■ Exercise: Find every line in the records below that holds the word "water" and copy it.

==== Data in this exercise

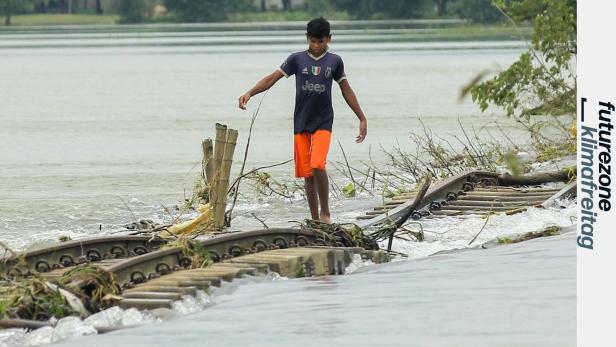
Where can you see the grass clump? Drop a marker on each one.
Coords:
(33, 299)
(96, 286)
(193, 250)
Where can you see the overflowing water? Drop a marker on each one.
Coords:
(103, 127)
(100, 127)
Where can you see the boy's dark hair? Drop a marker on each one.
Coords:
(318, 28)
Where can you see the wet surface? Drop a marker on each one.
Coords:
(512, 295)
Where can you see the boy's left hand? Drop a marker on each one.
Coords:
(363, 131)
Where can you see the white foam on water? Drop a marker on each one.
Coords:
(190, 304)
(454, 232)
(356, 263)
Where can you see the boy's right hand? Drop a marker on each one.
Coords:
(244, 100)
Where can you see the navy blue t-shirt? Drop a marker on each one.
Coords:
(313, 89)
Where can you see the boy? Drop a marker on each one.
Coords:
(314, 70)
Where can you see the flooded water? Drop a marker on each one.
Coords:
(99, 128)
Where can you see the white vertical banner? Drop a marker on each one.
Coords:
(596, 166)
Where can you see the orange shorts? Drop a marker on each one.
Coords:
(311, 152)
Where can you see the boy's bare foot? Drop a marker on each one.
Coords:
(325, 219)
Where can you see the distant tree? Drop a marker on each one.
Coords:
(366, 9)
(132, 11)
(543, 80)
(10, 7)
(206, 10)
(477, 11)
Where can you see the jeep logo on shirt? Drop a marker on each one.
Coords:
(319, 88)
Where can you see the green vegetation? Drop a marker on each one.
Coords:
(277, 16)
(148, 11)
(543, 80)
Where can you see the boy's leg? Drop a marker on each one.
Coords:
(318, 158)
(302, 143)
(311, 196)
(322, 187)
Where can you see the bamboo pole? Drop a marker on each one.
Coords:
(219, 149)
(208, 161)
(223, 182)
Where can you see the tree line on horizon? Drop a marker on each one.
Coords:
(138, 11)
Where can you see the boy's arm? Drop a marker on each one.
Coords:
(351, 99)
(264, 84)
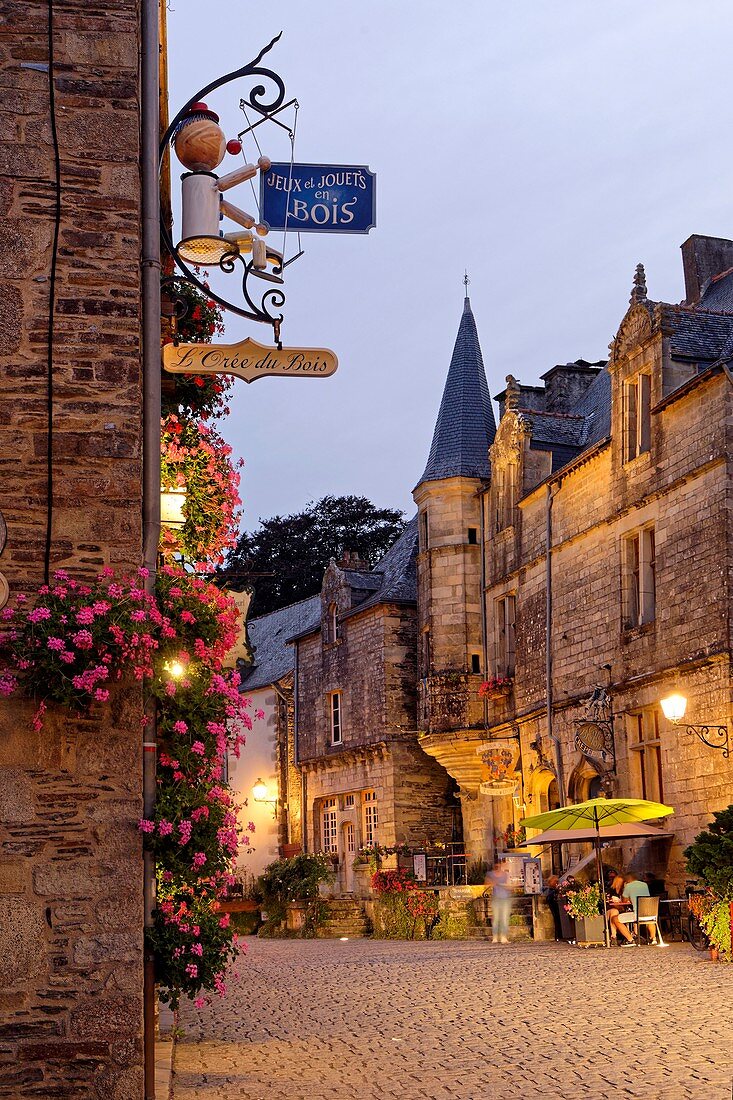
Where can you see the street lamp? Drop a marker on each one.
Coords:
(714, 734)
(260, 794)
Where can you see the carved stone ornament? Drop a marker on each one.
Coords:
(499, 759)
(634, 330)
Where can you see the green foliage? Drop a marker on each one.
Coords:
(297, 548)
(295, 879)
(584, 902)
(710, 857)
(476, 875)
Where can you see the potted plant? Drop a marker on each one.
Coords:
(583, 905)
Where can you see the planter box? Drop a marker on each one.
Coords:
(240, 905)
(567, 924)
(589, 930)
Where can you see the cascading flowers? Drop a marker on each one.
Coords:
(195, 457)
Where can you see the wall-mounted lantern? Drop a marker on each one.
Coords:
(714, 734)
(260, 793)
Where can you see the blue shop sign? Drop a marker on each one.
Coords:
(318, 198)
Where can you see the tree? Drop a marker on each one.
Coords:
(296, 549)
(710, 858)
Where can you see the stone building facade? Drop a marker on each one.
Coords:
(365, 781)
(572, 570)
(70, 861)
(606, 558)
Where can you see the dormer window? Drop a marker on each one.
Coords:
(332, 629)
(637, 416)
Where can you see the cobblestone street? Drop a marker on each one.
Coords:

========

■ Answer below:
Where can you see the overflowing water? Drop a marker on each one.
Where can you see the white foam on water? Drop a marker on each one.
Where can you see the flooded water? Drop a marker on each one.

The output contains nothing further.